■ AIM
Pull out every line of the entries below and reproduce each one word for word, omitting the pictures.

Entries for pointing at named objects:
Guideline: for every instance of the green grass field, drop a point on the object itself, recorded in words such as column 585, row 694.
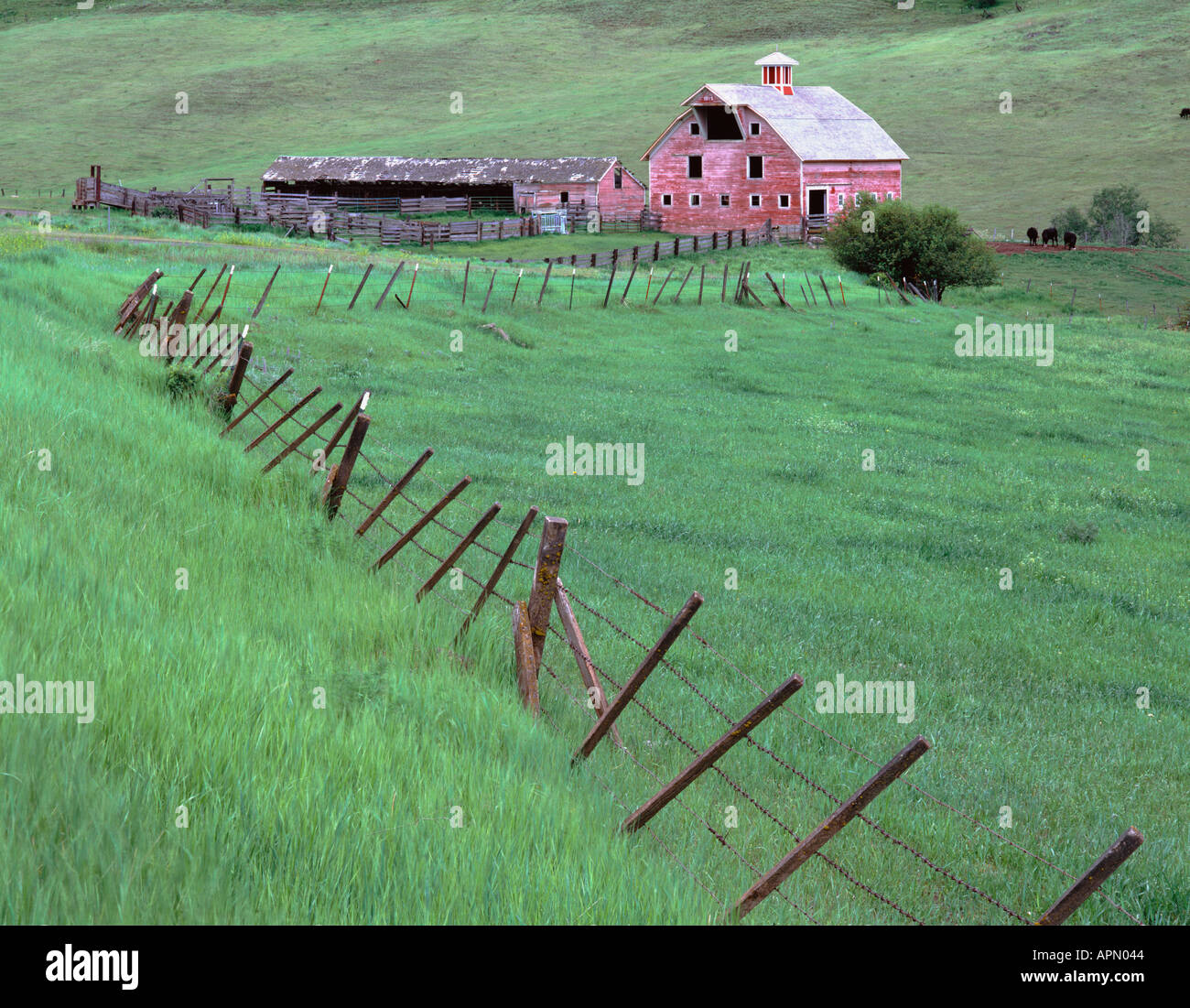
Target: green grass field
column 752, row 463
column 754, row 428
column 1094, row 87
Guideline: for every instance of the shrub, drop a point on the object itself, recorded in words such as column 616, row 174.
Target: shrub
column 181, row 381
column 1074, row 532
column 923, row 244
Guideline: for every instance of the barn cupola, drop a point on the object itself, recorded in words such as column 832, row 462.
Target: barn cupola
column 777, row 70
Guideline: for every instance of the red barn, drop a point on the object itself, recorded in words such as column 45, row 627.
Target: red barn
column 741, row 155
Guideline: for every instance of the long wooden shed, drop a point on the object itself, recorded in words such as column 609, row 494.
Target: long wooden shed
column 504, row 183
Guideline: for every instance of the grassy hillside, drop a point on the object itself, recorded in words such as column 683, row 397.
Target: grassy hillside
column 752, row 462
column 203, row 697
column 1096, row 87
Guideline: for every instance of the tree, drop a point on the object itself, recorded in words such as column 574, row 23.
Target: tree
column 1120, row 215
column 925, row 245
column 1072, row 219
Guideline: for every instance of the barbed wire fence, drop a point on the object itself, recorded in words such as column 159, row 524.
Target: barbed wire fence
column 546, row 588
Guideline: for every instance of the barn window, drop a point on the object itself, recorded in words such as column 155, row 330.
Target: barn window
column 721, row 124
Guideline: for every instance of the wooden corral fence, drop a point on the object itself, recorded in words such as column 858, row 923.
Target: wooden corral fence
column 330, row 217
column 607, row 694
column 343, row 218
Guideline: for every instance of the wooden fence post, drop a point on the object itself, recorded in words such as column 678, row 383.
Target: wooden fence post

■ RESPONSE TO THE TASK
Guideline: for every instance of the green grass field, drop a point on the object itself, recorded in words such as column 585, row 694.
Target: green grass field
column 752, row 463
column 754, row 428
column 1094, row 87
Guideline: for every instance of the shrub, drop a point on the object itself, recorded in words such as column 616, row 174.
Target: shrub
column 181, row 381
column 1074, row 532
column 923, row 244
Guideline: for every instance of the barn cupola, drop a point on the object itself, recorded in words such as column 832, row 462.
Target: barn cupola
column 777, row 70
Guideline: for every instance of the red barn, drop a point on the object itself, recorded in words such as column 45, row 627.
Target: red barn
column 741, row 155
Guideline: for every instance of the long wooden shed, drop a point on the object itself, recorded in words such as column 609, row 494.
Target: long wooden shed
column 504, row 183
Guideline: for every instance of the grassy hillside, drop a point on the object itself, recorded in words such as column 683, row 397.
Target: grassy hillside
column 752, row 462
column 203, row 697
column 1096, row 87
Guideline: for every instance of the tree, drop a point on the object itself, recorded in words such as column 574, row 23.
Target: tree
column 1120, row 215
column 925, row 245
column 1072, row 219
Guideline: for every instance of the barbed wire fence, drop a point on the object itself, recorded in words such as column 159, row 524.
Target: barbed wire fence
column 546, row 588
Guideline: for every instance of the barn window, drop a point on the object itself, recorded in words such as column 155, row 330.
Target: barn window
column 721, row 124
Guideline: for every instance of the wooden corral fence, drop a point on the object itself, recorded in words such as column 858, row 923.
Target: wooden corral fence
column 330, row 217
column 607, row 694
column 343, row 218
Guideline: for every instance of the wooden fence post, drop a point on the object itself, recorded in words such as column 678, row 383.
Target: wooden fence post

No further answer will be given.